Task prompt —
Write the entries out again. Each one must match exactly.

━━ Stored data ━━

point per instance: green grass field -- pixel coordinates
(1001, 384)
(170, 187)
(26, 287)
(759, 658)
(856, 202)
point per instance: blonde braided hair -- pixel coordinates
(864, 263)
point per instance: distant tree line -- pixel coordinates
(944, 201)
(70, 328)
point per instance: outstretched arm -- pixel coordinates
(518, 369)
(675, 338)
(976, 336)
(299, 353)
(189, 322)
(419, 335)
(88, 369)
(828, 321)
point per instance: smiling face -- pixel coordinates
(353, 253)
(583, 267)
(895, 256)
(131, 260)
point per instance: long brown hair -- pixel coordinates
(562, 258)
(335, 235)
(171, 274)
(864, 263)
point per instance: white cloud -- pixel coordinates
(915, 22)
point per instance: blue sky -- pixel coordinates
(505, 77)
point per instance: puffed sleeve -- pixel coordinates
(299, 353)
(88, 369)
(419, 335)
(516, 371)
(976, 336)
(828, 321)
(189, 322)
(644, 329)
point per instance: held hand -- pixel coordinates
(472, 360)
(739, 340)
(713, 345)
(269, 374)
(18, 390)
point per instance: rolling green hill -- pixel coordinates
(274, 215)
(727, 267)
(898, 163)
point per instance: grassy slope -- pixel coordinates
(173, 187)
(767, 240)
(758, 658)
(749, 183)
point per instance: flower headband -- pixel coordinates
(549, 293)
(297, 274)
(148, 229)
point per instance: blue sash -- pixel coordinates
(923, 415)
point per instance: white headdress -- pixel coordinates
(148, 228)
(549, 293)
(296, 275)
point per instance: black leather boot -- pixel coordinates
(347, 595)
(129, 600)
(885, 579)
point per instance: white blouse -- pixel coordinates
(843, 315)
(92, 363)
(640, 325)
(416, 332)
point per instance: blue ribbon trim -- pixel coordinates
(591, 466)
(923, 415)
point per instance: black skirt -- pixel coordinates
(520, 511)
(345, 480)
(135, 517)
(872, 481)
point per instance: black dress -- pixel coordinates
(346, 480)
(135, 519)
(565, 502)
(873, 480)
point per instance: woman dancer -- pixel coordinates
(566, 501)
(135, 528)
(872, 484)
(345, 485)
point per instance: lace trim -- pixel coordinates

━━━

Solved problem —
point per instance: green grass field -- pixel coordinates
(1001, 384)
(170, 187)
(26, 287)
(759, 658)
(856, 202)
point per instance: blonde braided hair -- pixel coordinates
(864, 263)
point per instance: distant tree line -- pixel coordinates
(944, 201)
(70, 328)
point per instance: outstretched arm -- pixel coordinates
(518, 369)
(675, 338)
(976, 336)
(299, 353)
(189, 322)
(419, 335)
(88, 369)
(828, 321)
point per instance: smiling face -- pixel coordinates
(353, 253)
(583, 267)
(895, 256)
(131, 260)
point per instance: long brown hair -- pixel coordinates
(562, 258)
(335, 235)
(171, 274)
(864, 263)
point per instance: white cloud -- pixel coordinates
(915, 22)
point per instance: blue sky -- pixel coordinates
(505, 77)
point per instance: puffed sleeve -- pixel coordinates
(299, 353)
(88, 369)
(419, 335)
(516, 371)
(976, 336)
(828, 321)
(189, 322)
(644, 329)
point per instance: held hand -- pixel coordinates
(472, 360)
(739, 340)
(713, 345)
(269, 374)
(18, 390)
point per instance: rolling green hill -- pixel coordinates
(274, 215)
(727, 267)
(898, 163)
point per instance: grassy slope -- pixel coordinates
(173, 187)
(767, 240)
(758, 658)
(749, 183)
point per instance: flower headband -- pixel coordinates
(549, 293)
(297, 274)
(148, 229)
point per instance: blue sash -- pixel coordinates
(923, 415)
point per instance: white headdress -- pixel coordinates
(148, 228)
(549, 293)
(296, 275)
point per instance: black leather boot -- pixel coordinates
(347, 595)
(129, 600)
(885, 579)
point per instance: white blouse -- pixel coordinates
(843, 315)
(92, 363)
(640, 325)
(416, 332)
point per instance: blue ribbon trim -- pixel coordinates
(591, 466)
(923, 415)
point per instance: black skirt -- pixel coordinates
(520, 511)
(345, 480)
(135, 517)
(872, 481)
point per instance: black dress -- pixel coordinates
(346, 480)
(135, 519)
(565, 502)
(873, 480)
point per instance: woman dancer -- pixel coordinates
(566, 501)
(135, 528)
(872, 484)
(345, 485)
point per instance: lace trim -- pixel coordinates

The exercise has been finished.